:: 页面摘录 ::

扩容方法：核心作用有数组的扩容，保证扩容后的 HashMap 上的值均匀分布，利用 splite() 方法对红黑树进行修剪

/**
 * 扩容
 * Initializes or doubles table size.  If null, allocates in
 * accord with initial capacity target held in field threshold.
 * Otherwise, because we are using power-of-two expansion, the
 * elements from each bin must either stay at same index, or move
 * with a power of two offset in the new table.
 *
 * @return the table
 */
final Node<K,V>[] resize() {
    // this map
    Node<K,V>[] oldTab = table;
    // 获取旧数组容量
    int oldCap = (oldTab == null) ? 0 : oldTab.length;
    // 获取旧数组的临界值
    int oldThr = threshold;
    int newCap, newThr = 0;

    // 正常的扩容都走这，即扩大为 2 倍，临界值也扩大为 2 倍
    if (oldCap > 0) {
        // 如果旧大小超过 Integer 最大值，则 threshold 临界值也只能到 Integer 最大值
        if (oldCap >= MAXIMUM_CAPACITY) {
            threshold = Integer.MAX_VALUE;
            return oldTab;
        }
        // 如果数组的大小左移 1 位（即扩大两倍）没超过最大值且旧大小大于等于初始化大小，则新临界值也向左移 1 位（即扩大两倍）
        else if ((newCap = oldCap << 1) < MAXIMUM_CAPACITY &&
                 oldCap >= DEFAULT_INITIAL_CAPACITY)

:::

把这段 HashMap 扩容代码从“扩容方法：核心作用有数组的扩容，保证扩容后的 HashMap 上的值均匀分布，利用”到“in field threshold.”的部分一字不差地抄录下来。 这些数据行与此无关。

:: 所示条目 ::

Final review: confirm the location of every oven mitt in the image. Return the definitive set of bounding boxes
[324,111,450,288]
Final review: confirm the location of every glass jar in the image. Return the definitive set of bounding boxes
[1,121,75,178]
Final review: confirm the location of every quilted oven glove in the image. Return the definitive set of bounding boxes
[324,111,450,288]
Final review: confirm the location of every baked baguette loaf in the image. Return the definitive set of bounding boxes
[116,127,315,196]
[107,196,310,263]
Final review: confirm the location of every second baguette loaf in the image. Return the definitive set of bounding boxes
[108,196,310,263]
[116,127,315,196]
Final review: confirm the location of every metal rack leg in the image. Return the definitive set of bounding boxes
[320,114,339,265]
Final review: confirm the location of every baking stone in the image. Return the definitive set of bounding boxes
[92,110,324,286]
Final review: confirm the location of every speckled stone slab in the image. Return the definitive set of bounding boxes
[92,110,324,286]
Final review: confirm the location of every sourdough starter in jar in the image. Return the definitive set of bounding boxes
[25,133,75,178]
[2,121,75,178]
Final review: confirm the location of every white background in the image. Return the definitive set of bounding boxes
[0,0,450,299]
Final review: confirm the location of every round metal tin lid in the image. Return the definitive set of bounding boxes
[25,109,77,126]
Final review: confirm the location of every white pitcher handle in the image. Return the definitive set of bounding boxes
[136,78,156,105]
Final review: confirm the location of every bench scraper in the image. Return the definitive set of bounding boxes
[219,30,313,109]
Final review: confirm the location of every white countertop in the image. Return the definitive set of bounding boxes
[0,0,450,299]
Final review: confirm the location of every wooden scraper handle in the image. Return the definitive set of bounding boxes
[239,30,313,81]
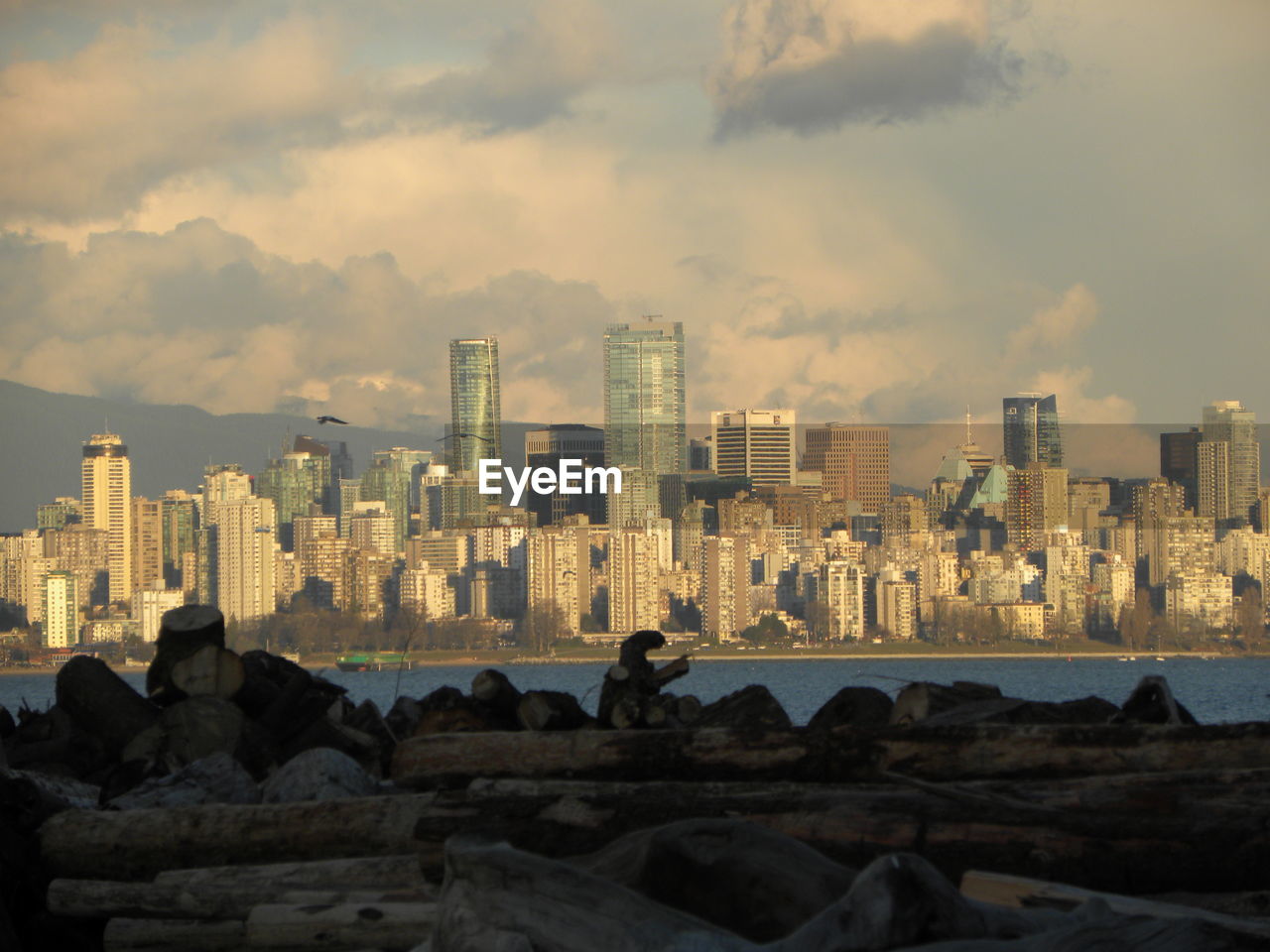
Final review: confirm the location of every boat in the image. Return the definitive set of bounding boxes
[335,652,414,671]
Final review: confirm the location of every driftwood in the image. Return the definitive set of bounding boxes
[598,631,689,730]
[694,684,791,731]
[432,837,1091,952]
[568,819,856,942]
[40,767,1270,892]
[890,680,1001,724]
[393,724,1270,787]
[961,870,1270,939]
[101,919,246,952]
[245,901,437,952]
[1117,674,1198,725]
[516,690,594,731]
[146,604,225,703]
[55,654,159,757]
[807,688,894,730]
[168,645,246,698]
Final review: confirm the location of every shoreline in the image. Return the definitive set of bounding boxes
[0,647,1249,678]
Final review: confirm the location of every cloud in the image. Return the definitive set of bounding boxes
[398,0,617,135]
[1006,285,1098,361]
[0,17,357,221]
[0,219,613,426]
[710,0,1024,139]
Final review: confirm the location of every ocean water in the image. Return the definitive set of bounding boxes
[0,652,1270,724]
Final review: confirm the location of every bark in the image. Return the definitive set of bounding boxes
[890,680,1001,724]
[516,690,595,731]
[393,724,1270,787]
[807,688,894,730]
[40,794,442,880]
[245,901,437,952]
[56,654,159,757]
[146,606,225,703]
[40,767,1270,892]
[168,645,246,699]
[101,919,246,952]
[694,684,791,731]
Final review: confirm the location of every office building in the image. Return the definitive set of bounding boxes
[803,422,890,513]
[216,496,277,622]
[1197,400,1261,528]
[604,317,689,476]
[525,422,606,526]
[710,410,798,486]
[80,432,132,602]
[447,337,503,472]
[1001,394,1063,470]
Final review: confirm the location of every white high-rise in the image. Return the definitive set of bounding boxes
[80,432,132,602]
[216,496,277,622]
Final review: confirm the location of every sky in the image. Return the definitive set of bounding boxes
[0,0,1270,449]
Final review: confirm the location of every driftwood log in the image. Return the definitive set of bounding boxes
[598,631,689,730]
[146,604,225,703]
[393,724,1270,787]
[40,770,1270,893]
[55,654,159,757]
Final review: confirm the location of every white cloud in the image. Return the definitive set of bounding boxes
[710,0,1022,137]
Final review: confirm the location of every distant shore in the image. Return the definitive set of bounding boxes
[0,645,1249,676]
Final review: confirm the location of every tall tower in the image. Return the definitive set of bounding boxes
[216,496,277,622]
[1197,400,1261,526]
[604,317,689,476]
[80,432,132,602]
[1001,394,1063,470]
[449,337,503,472]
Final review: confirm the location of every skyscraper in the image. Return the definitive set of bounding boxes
[1001,394,1063,470]
[710,410,797,486]
[604,317,689,476]
[80,432,132,602]
[1197,400,1261,526]
[449,337,503,472]
[803,422,890,513]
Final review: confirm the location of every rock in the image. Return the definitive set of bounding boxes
[107,752,260,810]
[263,748,378,803]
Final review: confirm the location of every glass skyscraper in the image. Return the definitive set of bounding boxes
[448,337,503,472]
[604,317,689,476]
[1001,394,1063,470]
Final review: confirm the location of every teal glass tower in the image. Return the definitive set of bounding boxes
[604,317,689,476]
[448,337,503,472]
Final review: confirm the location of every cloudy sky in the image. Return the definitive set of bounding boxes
[0,0,1270,438]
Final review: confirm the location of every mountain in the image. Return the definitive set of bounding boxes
[0,380,540,534]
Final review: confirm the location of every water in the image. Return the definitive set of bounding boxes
[0,652,1270,724]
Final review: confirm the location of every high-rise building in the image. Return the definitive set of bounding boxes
[604,317,689,476]
[448,337,503,472]
[40,568,78,648]
[80,432,132,602]
[216,496,277,622]
[803,422,890,513]
[1197,400,1261,527]
[1006,462,1068,552]
[608,528,662,632]
[525,422,606,526]
[1001,394,1063,470]
[710,410,798,486]
[701,535,752,641]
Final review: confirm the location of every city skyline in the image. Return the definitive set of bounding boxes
[0,0,1270,429]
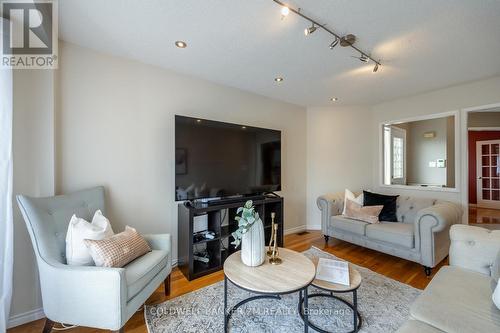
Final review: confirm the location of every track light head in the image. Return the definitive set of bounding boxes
[304,23,317,36]
[330,38,339,50]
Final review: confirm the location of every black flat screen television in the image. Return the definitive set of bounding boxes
[175,116,281,201]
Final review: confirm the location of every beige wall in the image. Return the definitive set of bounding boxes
[56,43,307,259]
[10,70,54,325]
[371,76,500,202]
[307,106,373,229]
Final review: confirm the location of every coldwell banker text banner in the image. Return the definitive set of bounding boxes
[0,0,58,69]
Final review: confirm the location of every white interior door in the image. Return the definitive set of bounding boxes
[476,140,500,209]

:::

结果 ▸
扩容方法：核心作用有数组的扩容，保证扩容后的 HashMap 上的值均匀分布，利用 splite() 方法对红黑树进行修剪

/**
 * 扩容
 * Initializes or doubles table size.  If null, allocates in
 * accord with initial capacity target held in field threshold.